Provi l’Anci a convincere le Regioni perché incrementino la quota di vaccini da trasferire alle farmacie. E’ il senso della lettera inviata ieri all’associazione nazionale dei comuni italiani dal presidente delle municipalizzate, Venanzio Gizzi: «A seguito di una richiesta del ministero della Salute originata da una nostra specifica istanza» si legge «la Conferenza delle Regioni concederà alle farmacie territoriali circa 250.000 dosi per la vendita ai cittadini esclusi da categorie a rischio».
Si tratta, spiega Gizzi, «di una quantità del tutto insufficiente e addirittura risibile in un autunno del tutto straordinario come questo». E’ evidente che l’offerta non basterà assolutamente a coprire la domanda, con forti rischi non solo per la salute dei privati cittadini ma anche per la produttività del Paese: «Negli anni passati» sottolinea il presidente di Assofarm «buona parte delle nostre disponibilità è stata acquistata dalle aziende private, che nel vaccino antinfluenzale vedevano un mezzo per contenere le assenze da malattia dei dipendenti».
Ma la preoccupazione delle farmacie pubbliche si allarga anche alla distribuzione dei vaccini in regime rimborsato. «Perché il vaccino abbia effetto deve essere somministrato entro il mese di ottobre» avverte Gizzi «e francamente è impensabile che i medici di medicina generale possano reggere tale carico di impegno in poche settimane. Stesso discorso per il personale dei servizi sanitari regionali, che è ancora impegnato nelle attività di contact tracing e di screening».

◆ **I DATI**

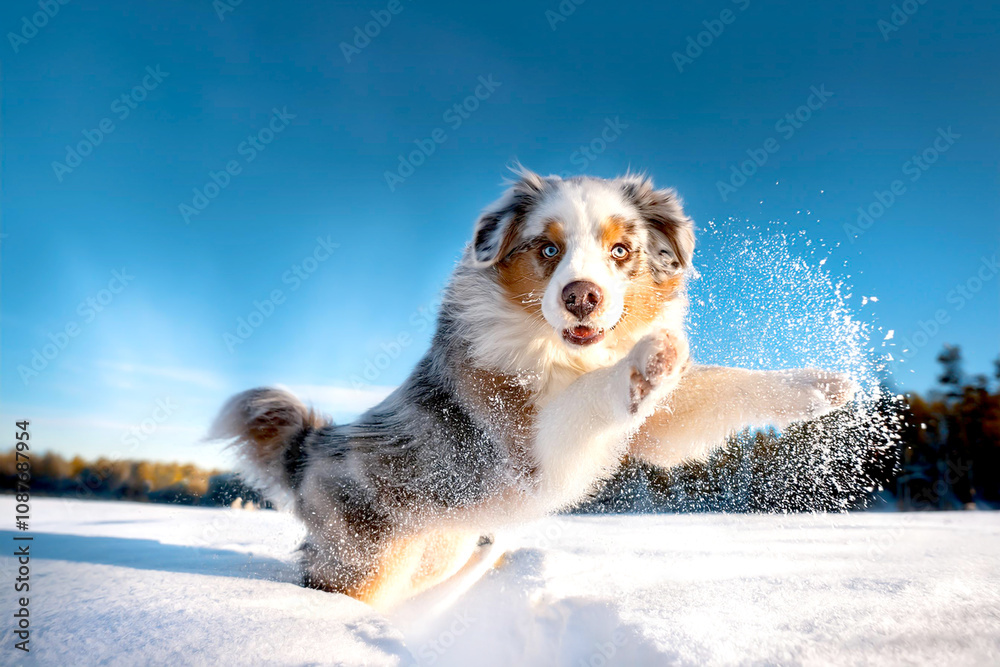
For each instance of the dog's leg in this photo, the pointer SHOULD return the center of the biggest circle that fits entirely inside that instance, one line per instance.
(711, 403)
(580, 433)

◆ **COMPITI**
**A.** Risponda in breve, in base all'articolo sui vaccini antinfluenzali nelle farmacie:
(i) Quante dosi concederà la Conferenza delle Regioni alle farmacie territoriali?
(ii) Entro quale mese deve essere somministrato il vaccino perché abbia effetto?
(iii) Chi ha acquistato, negli anni passati, buona parte delle disponibilità delle farmacie?
**B.** Prosegua l'articolo sui vaccini antinfluenzali nelle farmacie a partire dalla sua ultima frase.

◆ **RISPOSTE**
**A.**
(i) Circa 250.000 dosi.
(ii) Entro il mese di ottobre.
(iii) Le aziende private.

**B.**
Diventa allora urgente valutare «un coinvolgimento diretto e attivo del farmacista. Stiamo parlando» ricorda Gizzi «di una pratica sanitaria sempre più diffusa nel mondo. Una recente ricerca della Fip ha calcolato che negli ultimi quattro anni i Paesi dov’è autorizzata la vaccinazione in farmacia sono saliti da 20 a 36. Oggi, in tutto il mondo, quasi 1,8 miliardi di persone hanno la possibilità di rivolgersi alla loro farmacia di fiducia per proteggersi contro le principali malattie infettive».
In queste settimane, rimarca il presidente di Assofarm «al fronte di chi è favorevole alla somministrazione dei vaccini in farmacia si sono aggiunti scienziati e rappresentanti di diverse sigle sanitarie, esponenti politici e addirittura medici. A mancare però, alla fine, è stata la capacità di incidere sulle istituzioni regionali». Assofarm, quindi, «auspica un interessamento diretto» dell’Anci nei confronti della Conferenza delle Regioni, perché alle farmacie sia consentito di dare il proprio contributo «alla diffusione vaccinale».